──────── Data excerpts
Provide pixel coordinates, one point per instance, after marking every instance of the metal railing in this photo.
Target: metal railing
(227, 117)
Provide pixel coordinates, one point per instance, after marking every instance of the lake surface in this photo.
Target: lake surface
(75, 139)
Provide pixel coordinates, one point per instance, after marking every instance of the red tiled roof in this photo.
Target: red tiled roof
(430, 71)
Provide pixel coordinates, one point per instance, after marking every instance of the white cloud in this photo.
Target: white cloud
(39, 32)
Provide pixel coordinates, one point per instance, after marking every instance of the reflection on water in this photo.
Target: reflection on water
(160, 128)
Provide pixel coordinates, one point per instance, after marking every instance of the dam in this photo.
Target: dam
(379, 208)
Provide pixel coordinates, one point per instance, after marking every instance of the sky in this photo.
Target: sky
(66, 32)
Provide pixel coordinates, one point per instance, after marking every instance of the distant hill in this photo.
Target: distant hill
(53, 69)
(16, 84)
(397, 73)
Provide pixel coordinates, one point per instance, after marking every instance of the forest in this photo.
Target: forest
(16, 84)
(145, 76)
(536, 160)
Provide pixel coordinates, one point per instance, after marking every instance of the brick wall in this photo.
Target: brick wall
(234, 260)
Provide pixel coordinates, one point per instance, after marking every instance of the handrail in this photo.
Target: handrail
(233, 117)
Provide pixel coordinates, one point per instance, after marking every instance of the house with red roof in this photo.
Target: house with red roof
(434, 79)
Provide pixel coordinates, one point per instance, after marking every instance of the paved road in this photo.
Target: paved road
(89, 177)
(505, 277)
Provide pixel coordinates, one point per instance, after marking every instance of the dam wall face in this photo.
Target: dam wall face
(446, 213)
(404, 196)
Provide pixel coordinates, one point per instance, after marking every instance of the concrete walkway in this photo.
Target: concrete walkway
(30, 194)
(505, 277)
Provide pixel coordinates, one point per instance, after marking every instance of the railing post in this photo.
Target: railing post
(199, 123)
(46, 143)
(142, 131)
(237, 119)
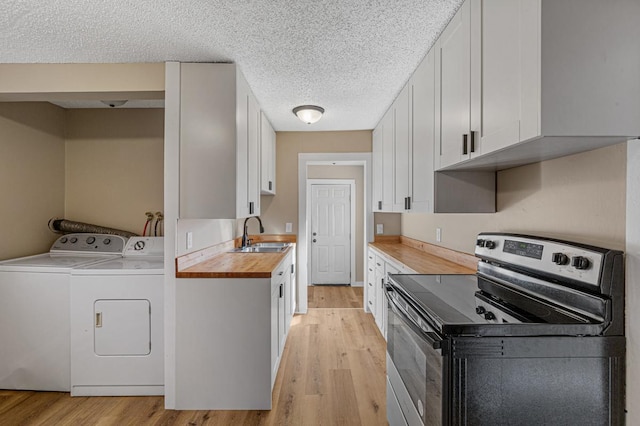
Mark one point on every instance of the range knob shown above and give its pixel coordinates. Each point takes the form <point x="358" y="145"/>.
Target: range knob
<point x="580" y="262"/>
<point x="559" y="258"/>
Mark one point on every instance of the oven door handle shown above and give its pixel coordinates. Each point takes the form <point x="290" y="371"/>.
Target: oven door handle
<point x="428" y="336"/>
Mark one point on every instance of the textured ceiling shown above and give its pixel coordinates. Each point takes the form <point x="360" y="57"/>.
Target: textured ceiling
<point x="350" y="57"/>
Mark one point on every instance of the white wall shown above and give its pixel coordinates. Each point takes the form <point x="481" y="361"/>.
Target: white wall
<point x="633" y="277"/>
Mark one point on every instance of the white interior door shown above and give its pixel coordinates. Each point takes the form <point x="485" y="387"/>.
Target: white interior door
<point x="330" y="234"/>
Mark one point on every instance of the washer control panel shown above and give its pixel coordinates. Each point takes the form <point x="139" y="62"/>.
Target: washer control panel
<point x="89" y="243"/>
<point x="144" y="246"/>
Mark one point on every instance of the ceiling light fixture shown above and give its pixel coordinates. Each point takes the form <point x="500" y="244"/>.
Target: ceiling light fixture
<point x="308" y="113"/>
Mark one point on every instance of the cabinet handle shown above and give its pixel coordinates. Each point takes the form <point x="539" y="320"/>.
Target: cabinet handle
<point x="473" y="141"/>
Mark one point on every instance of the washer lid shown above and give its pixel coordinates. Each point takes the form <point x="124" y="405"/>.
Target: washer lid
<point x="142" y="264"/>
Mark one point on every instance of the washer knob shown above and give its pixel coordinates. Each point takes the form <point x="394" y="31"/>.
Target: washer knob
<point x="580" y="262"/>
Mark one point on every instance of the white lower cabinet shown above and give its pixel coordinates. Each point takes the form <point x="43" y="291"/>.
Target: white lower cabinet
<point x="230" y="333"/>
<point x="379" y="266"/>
────────────────
──────── Data excerpts
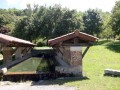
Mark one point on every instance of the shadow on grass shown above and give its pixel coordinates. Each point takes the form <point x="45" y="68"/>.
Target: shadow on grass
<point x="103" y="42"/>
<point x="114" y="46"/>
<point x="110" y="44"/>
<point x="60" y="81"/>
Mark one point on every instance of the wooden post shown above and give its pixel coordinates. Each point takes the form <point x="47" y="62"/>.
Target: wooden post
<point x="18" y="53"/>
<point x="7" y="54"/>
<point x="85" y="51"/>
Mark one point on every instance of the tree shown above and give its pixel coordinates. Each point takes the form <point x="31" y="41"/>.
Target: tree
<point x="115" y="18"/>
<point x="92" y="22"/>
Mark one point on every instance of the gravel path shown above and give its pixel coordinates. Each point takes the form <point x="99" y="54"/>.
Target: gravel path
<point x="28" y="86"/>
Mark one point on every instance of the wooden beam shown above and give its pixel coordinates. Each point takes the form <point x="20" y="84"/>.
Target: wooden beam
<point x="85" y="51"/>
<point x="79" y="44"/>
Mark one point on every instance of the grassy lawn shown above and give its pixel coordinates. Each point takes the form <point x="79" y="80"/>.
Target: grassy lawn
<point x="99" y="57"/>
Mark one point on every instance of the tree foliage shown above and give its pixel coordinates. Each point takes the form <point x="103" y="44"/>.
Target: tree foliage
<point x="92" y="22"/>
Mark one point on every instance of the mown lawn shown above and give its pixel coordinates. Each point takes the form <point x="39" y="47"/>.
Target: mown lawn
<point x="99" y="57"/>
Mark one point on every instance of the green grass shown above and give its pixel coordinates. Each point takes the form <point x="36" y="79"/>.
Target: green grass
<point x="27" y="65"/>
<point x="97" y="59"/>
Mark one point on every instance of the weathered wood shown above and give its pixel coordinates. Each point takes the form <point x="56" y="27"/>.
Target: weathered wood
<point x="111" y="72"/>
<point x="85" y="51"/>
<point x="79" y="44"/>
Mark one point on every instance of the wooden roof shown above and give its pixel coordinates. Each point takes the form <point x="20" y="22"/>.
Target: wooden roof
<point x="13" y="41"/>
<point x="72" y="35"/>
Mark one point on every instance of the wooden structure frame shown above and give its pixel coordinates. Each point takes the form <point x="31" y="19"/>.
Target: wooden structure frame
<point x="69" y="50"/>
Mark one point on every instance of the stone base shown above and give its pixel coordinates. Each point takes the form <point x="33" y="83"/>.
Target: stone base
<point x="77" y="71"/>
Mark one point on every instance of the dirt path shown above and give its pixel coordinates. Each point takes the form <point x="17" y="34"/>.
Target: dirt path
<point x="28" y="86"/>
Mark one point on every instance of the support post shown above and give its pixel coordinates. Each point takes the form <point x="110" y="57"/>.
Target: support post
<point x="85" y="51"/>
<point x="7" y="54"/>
────────────────
Print from the line containing "Target: concrete walkway" through the line containing "Mark one point on every instance of the ceiling" in the data above, exactly as the lines stand, and omit every picture.

Target: concrete walkway
(30, 194)
(505, 277)
Provide pixel coordinates, one point per instance, after marking every instance of the railing post in this photo.
Target: railing post
(199, 123)
(46, 143)
(142, 131)
(237, 119)
Mark one point on every instance of the range knob shown above and give its pixel coordinates. Each point takes the form <point x="358" y="145"/>.
Target: range knob
<point x="580" y="262"/>
<point x="559" y="258"/>
Mark one point on every instance of the oven door handle shown above and give its pixel coordinates. Each point takes the form <point x="290" y="371"/>.
Target: oven door handle
<point x="428" y="336"/>
Mark one point on every instance of the textured ceiling shown above and give its pixel coordinates. Each point takes the form <point x="360" y="57"/>.
Target: textured ceiling
<point x="350" y="57"/>
Mark one point on every instance of the white wall shown above and give its pixel coordinates. Each point takes the form <point x="481" y="361"/>.
Target: white wall
<point x="633" y="277"/>
Mark one point on every instance of the white interior door shown above and give its pixel coordinates. Each point takes the form <point x="485" y="387"/>.
Target: white interior door
<point x="330" y="234"/>
Mark one point on every instance of the washer control panel shown above and give its pixel coordinates. Each point takes the form <point x="139" y="62"/>.
Target: washer control panel
<point x="89" y="243"/>
<point x="144" y="246"/>
Mark one point on every instance of the ceiling light fixture shown above and give its pixel coordinates. Each point takes the form <point x="500" y="244"/>.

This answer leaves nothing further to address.